*Exercise objective*: Give back the listing underneath, unchanged and complete.

%%

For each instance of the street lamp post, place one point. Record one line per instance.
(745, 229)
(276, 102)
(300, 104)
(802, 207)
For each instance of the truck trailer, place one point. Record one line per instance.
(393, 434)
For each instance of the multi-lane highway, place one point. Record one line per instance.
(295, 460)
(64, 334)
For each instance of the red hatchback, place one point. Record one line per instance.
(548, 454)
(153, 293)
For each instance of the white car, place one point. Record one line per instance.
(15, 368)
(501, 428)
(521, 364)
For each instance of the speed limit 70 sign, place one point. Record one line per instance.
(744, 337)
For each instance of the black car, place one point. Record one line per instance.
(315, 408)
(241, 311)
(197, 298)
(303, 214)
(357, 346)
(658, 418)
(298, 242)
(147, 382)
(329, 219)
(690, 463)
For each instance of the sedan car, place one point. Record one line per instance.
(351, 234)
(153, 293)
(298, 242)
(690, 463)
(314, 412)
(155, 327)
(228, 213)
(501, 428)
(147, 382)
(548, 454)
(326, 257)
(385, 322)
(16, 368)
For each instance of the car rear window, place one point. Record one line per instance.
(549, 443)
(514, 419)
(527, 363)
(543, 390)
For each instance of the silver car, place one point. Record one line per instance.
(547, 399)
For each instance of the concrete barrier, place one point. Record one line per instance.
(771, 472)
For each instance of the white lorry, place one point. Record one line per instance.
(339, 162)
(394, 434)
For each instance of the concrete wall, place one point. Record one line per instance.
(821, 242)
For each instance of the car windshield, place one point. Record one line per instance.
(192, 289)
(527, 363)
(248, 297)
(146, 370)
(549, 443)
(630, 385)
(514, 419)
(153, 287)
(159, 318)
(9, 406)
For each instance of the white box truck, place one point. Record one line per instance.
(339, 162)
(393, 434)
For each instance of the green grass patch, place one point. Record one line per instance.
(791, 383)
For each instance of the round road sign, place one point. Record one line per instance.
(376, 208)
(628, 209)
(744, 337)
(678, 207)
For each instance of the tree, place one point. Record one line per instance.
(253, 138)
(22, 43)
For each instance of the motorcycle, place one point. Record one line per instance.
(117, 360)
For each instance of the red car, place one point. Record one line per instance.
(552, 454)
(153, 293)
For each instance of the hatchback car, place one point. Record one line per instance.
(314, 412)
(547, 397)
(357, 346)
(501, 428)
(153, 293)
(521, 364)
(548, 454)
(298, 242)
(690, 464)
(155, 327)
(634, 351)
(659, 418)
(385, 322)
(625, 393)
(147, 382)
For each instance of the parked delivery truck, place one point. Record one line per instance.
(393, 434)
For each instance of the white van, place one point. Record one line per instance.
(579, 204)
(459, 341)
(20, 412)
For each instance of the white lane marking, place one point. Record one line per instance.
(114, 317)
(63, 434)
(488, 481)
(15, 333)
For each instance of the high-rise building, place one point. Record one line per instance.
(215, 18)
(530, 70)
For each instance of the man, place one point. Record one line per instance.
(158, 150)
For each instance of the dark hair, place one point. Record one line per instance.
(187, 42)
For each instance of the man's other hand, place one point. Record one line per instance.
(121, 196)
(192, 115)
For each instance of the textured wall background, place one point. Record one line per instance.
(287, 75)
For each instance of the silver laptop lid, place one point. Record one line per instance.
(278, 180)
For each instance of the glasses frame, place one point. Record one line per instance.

%%

*Output below*:
For each instance of the street lamp post, place one point. Record one line per instance.
(745, 229)
(276, 102)
(300, 104)
(802, 207)
For each instance of the truck trailer, place one point. Record one line per instance.
(393, 434)
For each instance of the multi-lane highway, place one point. Record one line per instance.
(295, 460)
(64, 334)
For each instance of the red hatchback, place one point. Record one line per instance.
(548, 454)
(153, 293)
For each instance of the white car, place one point. Record one line per instance.
(15, 368)
(501, 428)
(521, 364)
For each instance of the speed limit 70 sign, place one point. Record one line per instance.
(744, 337)
For each instance of the black car, place one point. Record one line per instance.
(315, 408)
(241, 311)
(197, 298)
(303, 214)
(357, 346)
(658, 418)
(298, 242)
(147, 382)
(329, 219)
(690, 463)
For each instance of the sedan car, place one point. Record one line per instance.
(351, 234)
(153, 293)
(298, 242)
(690, 463)
(314, 412)
(155, 327)
(228, 213)
(501, 428)
(147, 382)
(548, 454)
(326, 257)
(385, 322)
(16, 368)
For each instance of the car rear window, place one point. Record one line per instance.
(549, 443)
(514, 419)
(527, 363)
(543, 390)
For each instance of the silver car, place one point. Record one line per instance.
(547, 399)
For each instance of the concrete barrier, place one point. Record one line per instance.
(771, 472)
For each instance of the white lorry, place one point. Record one line per instance.
(339, 162)
(394, 434)
For each instance of the concrete wall, place one point. Record one line per instance.
(821, 242)
For each instance of the car windshield, place one point. Record one line per instance.
(192, 289)
(527, 363)
(248, 297)
(146, 370)
(549, 443)
(630, 385)
(514, 419)
(153, 287)
(159, 318)
(9, 406)
For each instance of the white box truck, place one point. Record one line per instance.
(339, 162)
(393, 434)
For each instance of the green grass patch, place one point. Record one line per instance.
(791, 383)
For each instance of the round road sign, place one point. Record one line per instance.
(376, 208)
(628, 209)
(744, 337)
(678, 207)
For each instance of the tree, place one point. Record one line per instance.
(253, 138)
(22, 43)
For each instance of the motorcycle, place one point. Record one line per instance.
(117, 360)
For each instance of the red car, place one point. Record one line per instance.
(552, 454)
(153, 293)
For each instance of the hatchback car, place one point. Record one line per instance.
(314, 412)
(547, 397)
(357, 346)
(501, 428)
(153, 293)
(521, 364)
(548, 454)
(298, 242)
(690, 464)
(155, 327)
(634, 351)
(659, 418)
(385, 322)
(625, 393)
(147, 382)
For each instance of the parked delivery truck, place one point. Record one line per instance.
(393, 434)
For each instance of the white van, place one point. Record one line per instance.
(579, 204)
(459, 341)
(20, 412)
For each instance of the white lane marking, place one point. Record one line per instance.
(114, 317)
(63, 434)
(488, 481)
(15, 333)
For each instance of the high-rise building, place one point. Record one line per instance.
(215, 18)
(530, 70)
For each instance of the man, place one point. Record one line per instance.
(158, 150)
For each instance of the dark hair, place one point. Record one line per instance.
(187, 42)
For each instance of the man's other hand, place one point. Record one line per instance.
(121, 196)
(192, 115)
For each instance of the textured wall background, place one point. Record one line per instance.
(287, 75)
For each instance of the silver laptop lid, place one point. Record one line per instance.
(278, 180)
For each instance of the glasses frame, place one point. Record one line per instance.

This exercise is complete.